SELECTED TEXT.
= = = =
Additionally, preparing how to use the ransomware tools in place will help IT organizations familiarize themselves with different restore scenarios. Whether it be a secure restore process that will abort when malware is detected or software that can detect ransomware ahead of restoring a system, the ability to perform different restore scenarios will become invaluable to organizations. When an attack does happen, they will recognize, understand and have confidence in the process of working towards recovery. By taking the education aspect of these steps seriously, organizations can decrease the ransomware risks, costs and pressure of dealing with a ransomware incident unprepared.

Implement backup solutions that maintain business continuity
An important part of ransomware resiliency is the implementation of backup infrastructure to create and maintain strong business continuity. Organizations need to have a reliable system in place that protects their servers and keeps them from ever having to pay to get their data back. Consider keeping the backup server isolated from the internet and limit shared accounts that grant access to all users. Instead, assign specific tasks within the server that are relevant for users and require two-factor authentication for remote desktop access. Additionally, backups with an air-gapped, offline or immutable copy of data paired with the 3-2-1 rule will provide one of the most critical defences against ransomware, insider threats and accidental deletion.
= = = =
EXERCISE SET.
- a) From the passage on ransomware resiliency, list every measure it recommends for the backup server.
- b) Decide whether each statement agrees with the passage on ransomware resiliency, giving yes or no and quoting the words that settle it:
(i) A secure restore process can stop when it detects malware.
(ii) The backup server should stay connected to the internet.
(iii) A reliable backup system should spare organizations from paying to get their data back.
= = = =
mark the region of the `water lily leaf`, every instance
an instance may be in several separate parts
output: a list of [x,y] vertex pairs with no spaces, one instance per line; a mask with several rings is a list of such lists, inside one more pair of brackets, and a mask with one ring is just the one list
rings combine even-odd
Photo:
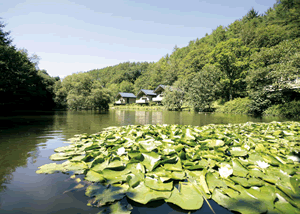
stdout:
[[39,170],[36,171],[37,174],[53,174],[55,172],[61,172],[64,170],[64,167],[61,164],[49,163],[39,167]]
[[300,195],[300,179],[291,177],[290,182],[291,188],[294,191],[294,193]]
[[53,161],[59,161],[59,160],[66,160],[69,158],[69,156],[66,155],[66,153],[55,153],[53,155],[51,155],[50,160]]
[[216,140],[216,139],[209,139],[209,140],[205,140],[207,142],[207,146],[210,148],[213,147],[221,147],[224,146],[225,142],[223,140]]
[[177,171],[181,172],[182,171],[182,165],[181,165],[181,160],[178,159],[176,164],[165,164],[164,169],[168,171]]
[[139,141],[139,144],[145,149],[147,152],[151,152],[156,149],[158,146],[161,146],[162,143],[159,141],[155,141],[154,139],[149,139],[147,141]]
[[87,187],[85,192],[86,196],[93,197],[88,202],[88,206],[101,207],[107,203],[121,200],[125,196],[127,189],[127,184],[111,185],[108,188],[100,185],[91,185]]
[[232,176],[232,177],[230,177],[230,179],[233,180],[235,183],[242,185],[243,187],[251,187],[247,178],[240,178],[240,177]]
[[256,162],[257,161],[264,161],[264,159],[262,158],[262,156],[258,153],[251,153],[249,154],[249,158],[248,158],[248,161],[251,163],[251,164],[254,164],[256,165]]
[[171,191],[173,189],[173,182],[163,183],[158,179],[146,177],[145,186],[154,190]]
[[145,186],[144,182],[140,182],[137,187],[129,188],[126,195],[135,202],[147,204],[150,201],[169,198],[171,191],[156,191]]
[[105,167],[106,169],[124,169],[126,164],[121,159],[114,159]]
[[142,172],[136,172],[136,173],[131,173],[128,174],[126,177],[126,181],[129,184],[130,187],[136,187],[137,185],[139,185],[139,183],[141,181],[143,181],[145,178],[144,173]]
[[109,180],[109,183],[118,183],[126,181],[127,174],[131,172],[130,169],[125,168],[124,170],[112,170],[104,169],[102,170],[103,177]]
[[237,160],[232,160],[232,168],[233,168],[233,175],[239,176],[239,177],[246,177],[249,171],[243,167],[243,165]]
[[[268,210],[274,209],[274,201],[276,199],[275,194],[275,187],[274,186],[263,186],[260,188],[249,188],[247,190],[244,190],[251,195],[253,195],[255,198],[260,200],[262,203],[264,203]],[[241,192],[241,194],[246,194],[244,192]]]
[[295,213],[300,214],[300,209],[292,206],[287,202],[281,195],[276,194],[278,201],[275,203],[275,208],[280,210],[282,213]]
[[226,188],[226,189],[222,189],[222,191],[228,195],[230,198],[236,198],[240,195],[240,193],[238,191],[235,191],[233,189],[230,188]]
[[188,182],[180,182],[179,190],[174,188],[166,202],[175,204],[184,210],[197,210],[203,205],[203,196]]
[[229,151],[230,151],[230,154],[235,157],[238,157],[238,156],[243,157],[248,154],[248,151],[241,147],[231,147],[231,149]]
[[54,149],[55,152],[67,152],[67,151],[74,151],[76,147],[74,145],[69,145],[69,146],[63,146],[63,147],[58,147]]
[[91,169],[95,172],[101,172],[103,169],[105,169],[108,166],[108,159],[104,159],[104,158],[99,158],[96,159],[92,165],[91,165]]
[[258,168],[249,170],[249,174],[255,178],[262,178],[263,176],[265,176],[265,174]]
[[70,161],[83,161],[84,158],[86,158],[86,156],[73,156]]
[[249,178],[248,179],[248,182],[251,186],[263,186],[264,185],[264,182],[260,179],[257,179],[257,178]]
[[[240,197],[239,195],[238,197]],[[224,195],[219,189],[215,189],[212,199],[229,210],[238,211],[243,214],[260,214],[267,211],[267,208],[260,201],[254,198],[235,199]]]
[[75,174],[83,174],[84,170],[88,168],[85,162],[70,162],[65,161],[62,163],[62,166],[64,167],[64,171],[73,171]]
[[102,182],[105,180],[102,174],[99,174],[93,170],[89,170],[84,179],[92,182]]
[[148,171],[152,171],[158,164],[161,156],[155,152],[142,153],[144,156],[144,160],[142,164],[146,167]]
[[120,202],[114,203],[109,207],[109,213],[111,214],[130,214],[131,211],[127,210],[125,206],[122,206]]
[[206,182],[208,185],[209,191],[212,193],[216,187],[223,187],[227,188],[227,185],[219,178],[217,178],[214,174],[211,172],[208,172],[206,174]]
= = = =
RESPONSES PER TASK.
- a)
- Keep the backup server isolated from the internet.
- Limit shared accounts that grant access to all users.
- Assign users specific tasks within the server that are relevant to them.
- Require two-factor authentication for remote desktop access.

- b)
(i) Yes: "a secure restore process that will abort when malware is detected"
(ii) No: "Consider keeping the backup server isolated from the internet"
(iii) Yes: "keeps them from ever having to pay to get their data back"